• _Task details_
Reproduce the stretch of the Gordon Ramsay interview from "When Gordon Ramsay" through "television career start?", word for word.

• _Text_
[Start]
Gordon Ramsay

When Gordon Ramsay first appeared on TV, no one could have imagined how forcefully he would burst onto the scene. With his tough-love approach to motivating chefs and imposing discipline on failing restaurants—and his signature screaming, swearing and smirking—he has raised the bar for cooking shows. From Kitchen Nightmares to Hell’s Kitchen to MasterChef, he has helped create some of the longest-running franchises on both sides of the Atlantic.

TV FORMATS: How did your television career start?
RAMSAY: It all started off with a documentary called Boiling Point. The first major program I ever did was Faking It for a company called RDF in London, where I took this young guy from a burger stand and put him into a competition with extremely talented fine-dining chefs. It was a month’s intense training, and I had to get him shipshape to propel him into the premier league of chefs. The idea was to stick him into the competition and have him go unnoticed. Obviously, it wasn’t in anyone’s interest if he came in the top ten out of 25 chefs, but he actually went on and won the competition! That was how it all started, and Faking It was an amazing documentary series. They got a ballet performer to become a DJ, a disc jockey to become a racecar driver, and my job was to turn this burger-van cook/driver into an amazing chef within a 30-day intense training period. That’s how it started.

TV FORMATS: How have your shows contributed to the cooking competition genre? It has grown considerably since your early days in television, hasn’t it?
[End]
Stored items:
[Start]
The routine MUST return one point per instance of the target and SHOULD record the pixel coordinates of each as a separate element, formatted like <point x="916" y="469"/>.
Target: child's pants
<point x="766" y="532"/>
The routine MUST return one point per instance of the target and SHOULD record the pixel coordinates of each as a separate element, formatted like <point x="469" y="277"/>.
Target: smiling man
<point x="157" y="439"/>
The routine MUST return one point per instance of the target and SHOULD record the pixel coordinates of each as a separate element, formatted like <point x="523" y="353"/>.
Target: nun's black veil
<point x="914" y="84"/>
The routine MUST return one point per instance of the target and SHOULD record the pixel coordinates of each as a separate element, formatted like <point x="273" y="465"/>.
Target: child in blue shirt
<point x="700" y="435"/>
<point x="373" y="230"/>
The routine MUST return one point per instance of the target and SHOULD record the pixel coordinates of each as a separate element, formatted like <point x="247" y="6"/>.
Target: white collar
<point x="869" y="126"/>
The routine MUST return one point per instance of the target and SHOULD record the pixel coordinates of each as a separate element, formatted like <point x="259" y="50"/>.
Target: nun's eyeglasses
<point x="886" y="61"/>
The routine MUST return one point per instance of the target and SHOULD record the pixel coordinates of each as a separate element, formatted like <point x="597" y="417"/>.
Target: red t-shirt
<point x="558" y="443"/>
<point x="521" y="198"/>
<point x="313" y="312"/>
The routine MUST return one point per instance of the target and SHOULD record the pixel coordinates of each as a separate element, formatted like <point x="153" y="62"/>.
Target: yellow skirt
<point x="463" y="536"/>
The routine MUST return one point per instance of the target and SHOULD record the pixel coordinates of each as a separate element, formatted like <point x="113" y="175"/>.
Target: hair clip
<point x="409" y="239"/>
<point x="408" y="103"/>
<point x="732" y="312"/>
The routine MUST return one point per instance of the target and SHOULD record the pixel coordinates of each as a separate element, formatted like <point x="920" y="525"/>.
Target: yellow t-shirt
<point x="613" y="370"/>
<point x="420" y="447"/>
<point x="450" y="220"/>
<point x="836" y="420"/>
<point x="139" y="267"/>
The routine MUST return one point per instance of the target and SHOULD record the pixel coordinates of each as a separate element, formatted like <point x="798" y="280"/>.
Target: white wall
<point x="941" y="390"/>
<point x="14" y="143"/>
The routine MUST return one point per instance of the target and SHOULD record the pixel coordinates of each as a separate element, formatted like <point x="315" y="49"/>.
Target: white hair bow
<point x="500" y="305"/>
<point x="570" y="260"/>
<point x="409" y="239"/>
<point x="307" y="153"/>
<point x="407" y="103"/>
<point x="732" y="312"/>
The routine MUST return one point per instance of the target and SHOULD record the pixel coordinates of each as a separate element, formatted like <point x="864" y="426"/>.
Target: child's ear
[End]
• _Task result_
When Gordon Ramsay first appeared on TV, no one could have imagined how forcefully he would burst onto the scene. With his tough-love approach to motivating chefs and imposing discipline on failing restaurants—and his signature screaming, swearing and smirking—he has raised the bar for cooking shows. From Kitchen Nightmares to Hell’s Kitchen to MasterChef, he has helped create some of the longest-running franchises on both sides of the Atlantic.

TV FORMATS: How did your television career start?